(Source material begins)

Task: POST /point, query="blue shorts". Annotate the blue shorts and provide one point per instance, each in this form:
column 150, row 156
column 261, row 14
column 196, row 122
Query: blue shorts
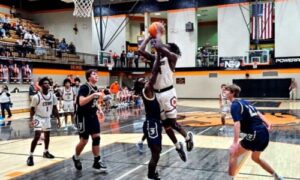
column 258, row 141
column 87, row 124
column 152, row 129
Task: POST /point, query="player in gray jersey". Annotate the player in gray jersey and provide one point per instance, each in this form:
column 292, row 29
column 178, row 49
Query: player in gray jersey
column 42, row 106
column 68, row 100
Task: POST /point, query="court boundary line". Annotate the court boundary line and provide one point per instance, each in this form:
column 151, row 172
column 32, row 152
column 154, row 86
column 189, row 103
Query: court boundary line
column 162, row 154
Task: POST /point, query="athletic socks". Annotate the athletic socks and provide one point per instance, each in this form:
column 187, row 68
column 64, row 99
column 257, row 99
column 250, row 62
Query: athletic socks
column 177, row 145
column 76, row 157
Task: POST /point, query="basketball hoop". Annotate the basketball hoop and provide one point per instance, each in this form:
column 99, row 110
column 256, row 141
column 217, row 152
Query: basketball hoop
column 83, row 8
column 254, row 64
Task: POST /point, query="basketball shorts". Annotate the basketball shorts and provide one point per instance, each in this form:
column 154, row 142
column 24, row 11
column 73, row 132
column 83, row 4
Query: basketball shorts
column 152, row 129
column 258, row 141
column 41, row 123
column 68, row 106
column 87, row 124
column 167, row 103
column 225, row 109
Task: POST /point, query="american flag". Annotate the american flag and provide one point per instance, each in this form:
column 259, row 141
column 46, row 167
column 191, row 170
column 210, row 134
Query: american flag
column 264, row 14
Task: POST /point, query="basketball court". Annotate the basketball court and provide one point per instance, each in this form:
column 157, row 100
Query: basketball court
column 208, row 160
column 221, row 42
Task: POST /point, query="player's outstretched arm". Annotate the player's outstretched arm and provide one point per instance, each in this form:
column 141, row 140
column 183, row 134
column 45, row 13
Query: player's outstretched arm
column 142, row 50
column 265, row 120
column 56, row 114
column 172, row 57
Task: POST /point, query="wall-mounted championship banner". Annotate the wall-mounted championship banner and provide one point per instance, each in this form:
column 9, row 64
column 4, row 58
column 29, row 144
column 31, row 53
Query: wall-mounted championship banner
column 289, row 61
column 15, row 72
column 231, row 63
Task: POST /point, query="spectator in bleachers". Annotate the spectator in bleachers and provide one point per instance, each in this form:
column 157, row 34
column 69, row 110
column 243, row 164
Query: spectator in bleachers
column 72, row 48
column 62, row 47
column 130, row 57
column 123, row 58
column 115, row 58
column 40, row 49
column 5, row 74
column 13, row 11
column 28, row 36
column 36, row 39
column 20, row 48
column 2, row 31
column 136, row 59
column 5, row 102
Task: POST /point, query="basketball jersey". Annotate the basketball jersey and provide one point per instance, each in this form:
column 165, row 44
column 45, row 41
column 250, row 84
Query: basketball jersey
column 43, row 104
column 165, row 77
column 247, row 115
column 68, row 94
column 224, row 100
column 152, row 108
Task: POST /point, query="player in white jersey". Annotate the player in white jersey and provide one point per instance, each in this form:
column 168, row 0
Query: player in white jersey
column 68, row 98
column 167, row 54
column 224, row 106
column 42, row 106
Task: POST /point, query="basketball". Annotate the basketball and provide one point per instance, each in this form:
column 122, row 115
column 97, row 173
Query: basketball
column 154, row 27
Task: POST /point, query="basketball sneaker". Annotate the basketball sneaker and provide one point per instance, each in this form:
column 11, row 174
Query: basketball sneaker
column 48, row 155
column 139, row 147
column 77, row 163
column 99, row 166
column 190, row 142
column 30, row 161
column 181, row 152
column 155, row 176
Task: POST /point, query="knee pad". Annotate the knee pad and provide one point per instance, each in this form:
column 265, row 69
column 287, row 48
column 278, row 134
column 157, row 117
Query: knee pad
column 96, row 141
column 174, row 124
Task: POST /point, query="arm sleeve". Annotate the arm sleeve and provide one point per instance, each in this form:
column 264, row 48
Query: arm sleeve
column 236, row 112
column 34, row 101
column 54, row 100
column 83, row 91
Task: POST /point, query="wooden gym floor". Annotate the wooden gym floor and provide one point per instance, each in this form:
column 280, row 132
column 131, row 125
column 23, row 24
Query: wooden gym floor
column 122, row 128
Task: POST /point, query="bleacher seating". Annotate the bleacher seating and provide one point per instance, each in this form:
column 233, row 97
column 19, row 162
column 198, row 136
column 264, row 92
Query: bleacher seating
column 41, row 31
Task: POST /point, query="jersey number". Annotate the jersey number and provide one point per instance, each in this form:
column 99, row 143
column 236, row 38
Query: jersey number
column 251, row 110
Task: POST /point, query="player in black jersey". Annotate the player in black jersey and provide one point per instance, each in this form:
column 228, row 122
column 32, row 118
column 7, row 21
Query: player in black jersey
column 152, row 126
column 87, row 121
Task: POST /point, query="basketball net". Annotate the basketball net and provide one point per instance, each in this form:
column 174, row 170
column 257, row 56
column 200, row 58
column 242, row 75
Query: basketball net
column 83, row 8
column 254, row 64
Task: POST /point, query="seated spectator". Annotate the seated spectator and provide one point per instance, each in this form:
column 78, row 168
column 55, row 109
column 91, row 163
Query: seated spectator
column 36, row 39
column 2, row 31
column 28, row 36
column 13, row 11
column 72, row 48
column 62, row 47
column 40, row 49
column 20, row 48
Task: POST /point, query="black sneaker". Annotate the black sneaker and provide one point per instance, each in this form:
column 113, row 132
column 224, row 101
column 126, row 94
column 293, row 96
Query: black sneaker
column 48, row 155
column 190, row 142
column 155, row 176
column 77, row 163
column 181, row 152
column 30, row 161
column 99, row 166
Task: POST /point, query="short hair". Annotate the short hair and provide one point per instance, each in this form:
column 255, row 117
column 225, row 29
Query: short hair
column 88, row 73
column 66, row 81
column 174, row 48
column 42, row 80
column 77, row 79
column 235, row 89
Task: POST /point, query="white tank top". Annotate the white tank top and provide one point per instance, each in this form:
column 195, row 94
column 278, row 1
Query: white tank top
column 224, row 100
column 45, row 104
column 165, row 77
column 68, row 94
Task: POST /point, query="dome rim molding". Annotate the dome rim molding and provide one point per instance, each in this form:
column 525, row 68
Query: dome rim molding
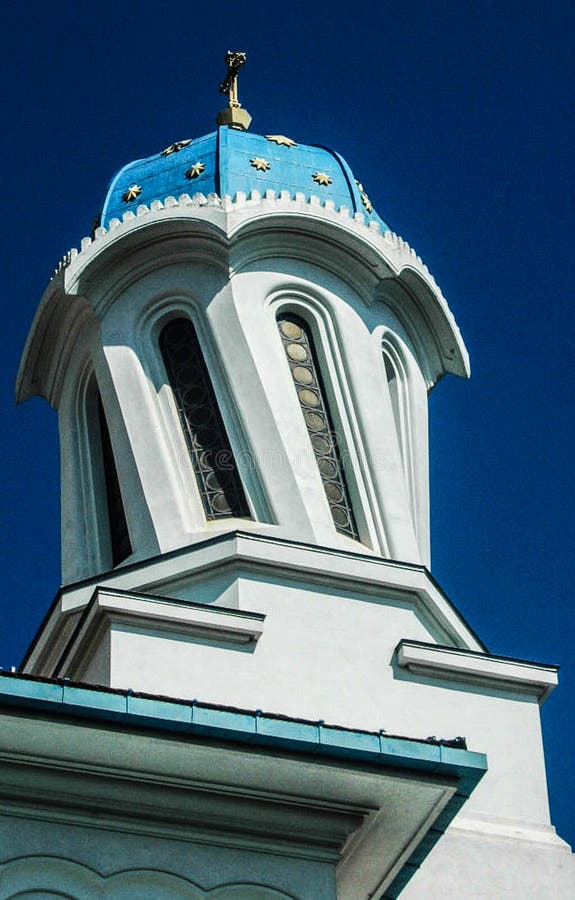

(Source material ends)

## Exercise aim
Check the entries above for the word "molding" and copy every line where it turns up.

## Task response
Task: POST /point, query="dome rim molding". Annotate the dome rim molding and provide one point per instance, each in this form:
Query: dome rim molding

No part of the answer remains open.